Сохранённые записи
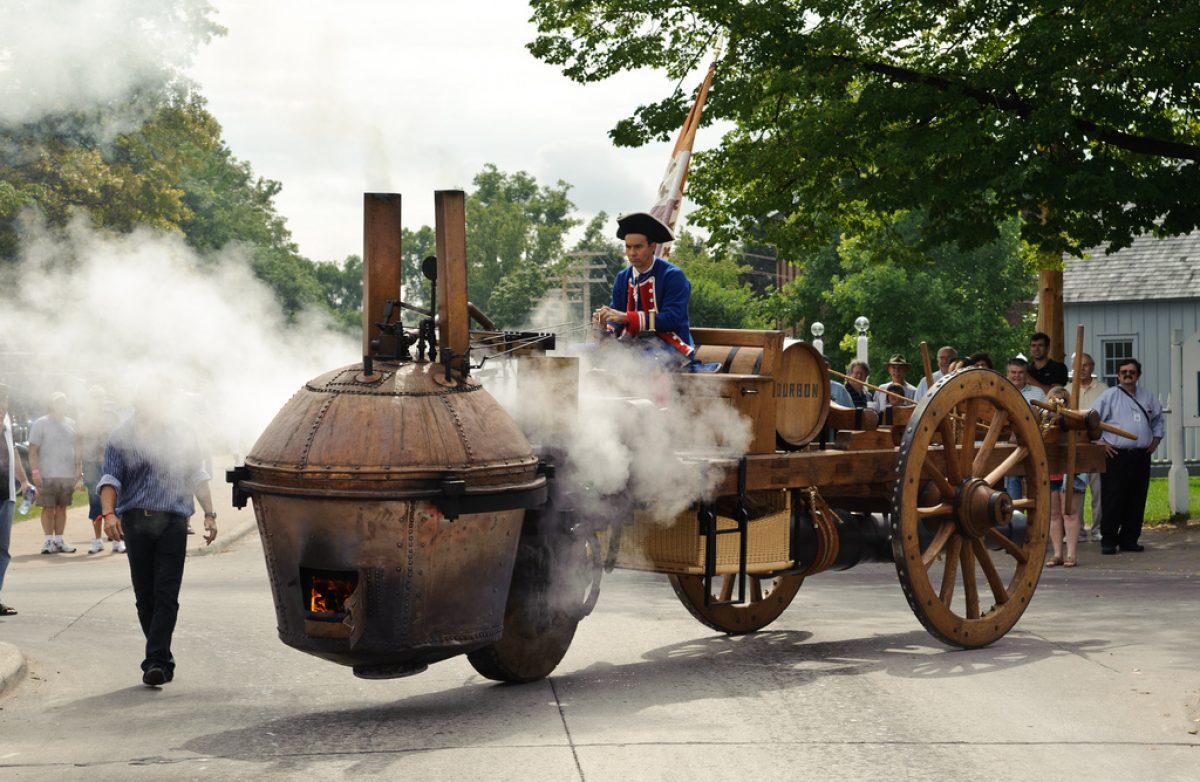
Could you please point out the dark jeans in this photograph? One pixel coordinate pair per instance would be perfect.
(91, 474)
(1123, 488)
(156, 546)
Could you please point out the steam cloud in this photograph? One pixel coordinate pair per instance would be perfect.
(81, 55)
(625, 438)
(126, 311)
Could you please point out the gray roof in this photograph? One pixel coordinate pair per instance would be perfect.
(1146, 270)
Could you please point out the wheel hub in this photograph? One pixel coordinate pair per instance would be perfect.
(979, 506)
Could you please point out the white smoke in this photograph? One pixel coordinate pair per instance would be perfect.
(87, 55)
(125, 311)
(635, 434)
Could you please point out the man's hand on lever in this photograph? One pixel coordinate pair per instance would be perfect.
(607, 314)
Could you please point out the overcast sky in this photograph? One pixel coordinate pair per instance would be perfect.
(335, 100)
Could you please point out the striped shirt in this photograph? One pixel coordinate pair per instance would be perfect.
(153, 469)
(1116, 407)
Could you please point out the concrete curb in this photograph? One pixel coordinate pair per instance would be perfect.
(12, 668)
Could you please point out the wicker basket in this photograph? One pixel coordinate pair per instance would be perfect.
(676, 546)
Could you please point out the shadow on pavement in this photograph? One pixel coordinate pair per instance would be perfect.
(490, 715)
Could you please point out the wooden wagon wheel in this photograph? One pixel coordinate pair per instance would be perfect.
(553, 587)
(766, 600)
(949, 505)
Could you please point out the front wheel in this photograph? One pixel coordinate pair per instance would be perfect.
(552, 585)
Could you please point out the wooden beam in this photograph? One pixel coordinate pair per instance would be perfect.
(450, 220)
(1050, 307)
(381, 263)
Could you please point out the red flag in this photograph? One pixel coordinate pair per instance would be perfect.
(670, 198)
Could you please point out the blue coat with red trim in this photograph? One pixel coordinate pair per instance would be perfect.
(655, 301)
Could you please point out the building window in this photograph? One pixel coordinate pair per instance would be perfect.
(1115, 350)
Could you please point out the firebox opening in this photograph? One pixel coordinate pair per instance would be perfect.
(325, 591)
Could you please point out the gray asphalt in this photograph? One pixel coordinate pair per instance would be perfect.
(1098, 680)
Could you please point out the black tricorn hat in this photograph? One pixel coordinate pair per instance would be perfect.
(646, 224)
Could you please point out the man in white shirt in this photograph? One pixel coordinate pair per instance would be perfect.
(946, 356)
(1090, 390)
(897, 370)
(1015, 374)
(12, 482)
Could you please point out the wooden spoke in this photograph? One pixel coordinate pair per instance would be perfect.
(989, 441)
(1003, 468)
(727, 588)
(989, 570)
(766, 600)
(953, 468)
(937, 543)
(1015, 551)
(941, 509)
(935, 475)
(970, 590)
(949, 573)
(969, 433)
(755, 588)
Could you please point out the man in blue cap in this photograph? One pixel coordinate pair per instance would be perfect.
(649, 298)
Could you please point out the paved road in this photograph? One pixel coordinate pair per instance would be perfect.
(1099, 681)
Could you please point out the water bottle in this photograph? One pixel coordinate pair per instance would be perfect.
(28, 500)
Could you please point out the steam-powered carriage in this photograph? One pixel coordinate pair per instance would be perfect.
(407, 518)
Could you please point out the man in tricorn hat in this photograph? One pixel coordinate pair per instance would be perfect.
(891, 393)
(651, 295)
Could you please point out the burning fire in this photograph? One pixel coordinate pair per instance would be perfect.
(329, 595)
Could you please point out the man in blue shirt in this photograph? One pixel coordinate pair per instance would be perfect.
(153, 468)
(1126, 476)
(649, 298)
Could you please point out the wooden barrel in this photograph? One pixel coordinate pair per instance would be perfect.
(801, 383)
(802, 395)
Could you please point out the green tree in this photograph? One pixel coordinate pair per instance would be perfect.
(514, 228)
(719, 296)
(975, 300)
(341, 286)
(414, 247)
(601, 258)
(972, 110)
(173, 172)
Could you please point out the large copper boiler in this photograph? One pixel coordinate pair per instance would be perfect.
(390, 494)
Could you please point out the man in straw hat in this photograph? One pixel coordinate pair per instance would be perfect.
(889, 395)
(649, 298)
* * *
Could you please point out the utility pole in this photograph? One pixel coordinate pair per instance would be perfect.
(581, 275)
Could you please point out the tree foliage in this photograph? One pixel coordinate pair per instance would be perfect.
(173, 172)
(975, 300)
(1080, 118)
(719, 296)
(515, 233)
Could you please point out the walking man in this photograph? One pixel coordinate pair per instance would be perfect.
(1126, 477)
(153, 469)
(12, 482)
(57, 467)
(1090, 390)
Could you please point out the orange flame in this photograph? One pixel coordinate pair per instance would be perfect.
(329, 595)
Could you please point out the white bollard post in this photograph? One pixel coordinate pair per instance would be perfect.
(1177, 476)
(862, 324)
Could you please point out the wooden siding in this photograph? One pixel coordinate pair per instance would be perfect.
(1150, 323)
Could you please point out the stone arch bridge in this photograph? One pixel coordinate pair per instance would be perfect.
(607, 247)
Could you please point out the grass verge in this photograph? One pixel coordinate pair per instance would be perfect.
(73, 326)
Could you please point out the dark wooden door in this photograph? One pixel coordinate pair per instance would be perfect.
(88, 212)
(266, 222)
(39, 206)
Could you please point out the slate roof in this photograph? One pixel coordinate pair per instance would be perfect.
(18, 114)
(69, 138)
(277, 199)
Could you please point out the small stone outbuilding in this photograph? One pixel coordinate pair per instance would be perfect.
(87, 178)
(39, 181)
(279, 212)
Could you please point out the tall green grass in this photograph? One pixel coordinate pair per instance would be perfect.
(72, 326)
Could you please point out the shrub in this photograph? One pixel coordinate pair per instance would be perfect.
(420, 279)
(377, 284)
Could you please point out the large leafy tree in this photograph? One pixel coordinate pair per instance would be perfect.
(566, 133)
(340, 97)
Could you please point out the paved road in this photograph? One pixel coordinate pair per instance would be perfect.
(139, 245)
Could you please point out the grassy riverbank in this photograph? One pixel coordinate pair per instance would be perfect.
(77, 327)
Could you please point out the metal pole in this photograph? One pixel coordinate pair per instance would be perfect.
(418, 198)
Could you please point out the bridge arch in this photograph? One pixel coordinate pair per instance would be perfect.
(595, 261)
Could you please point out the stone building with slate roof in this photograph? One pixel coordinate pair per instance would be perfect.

- **Условие задания**: Представьте в виде списка строк JSON фрагмент записей, начиная со строки, содержащей «Could you please point out the grassy», и заканчивая строкой, содержащей «Could you please point out the stone building», включительно. Каждой строке записей должна соответствовать одна строка списка, пустые строки не включайте.

- **Ответ на задание**:
[
  "Could you please point out the grassy riverbank in this photograph? One pixel coordinate pair per instance would be perfect.",
  "(77, 327)",
  "Could you please point out the metal pole in this photograph? One pixel coordinate pair per instance would be perfect.",
  "(418, 198)",
  "Could you please point out the bridge arch in this photograph? One pixel coordinate pair per instance would be perfect.",
  "(595, 261)",
  "Could you please point out the stone building with slate roof in this photograph? One pixel coordinate pair per instance would be perfect."
]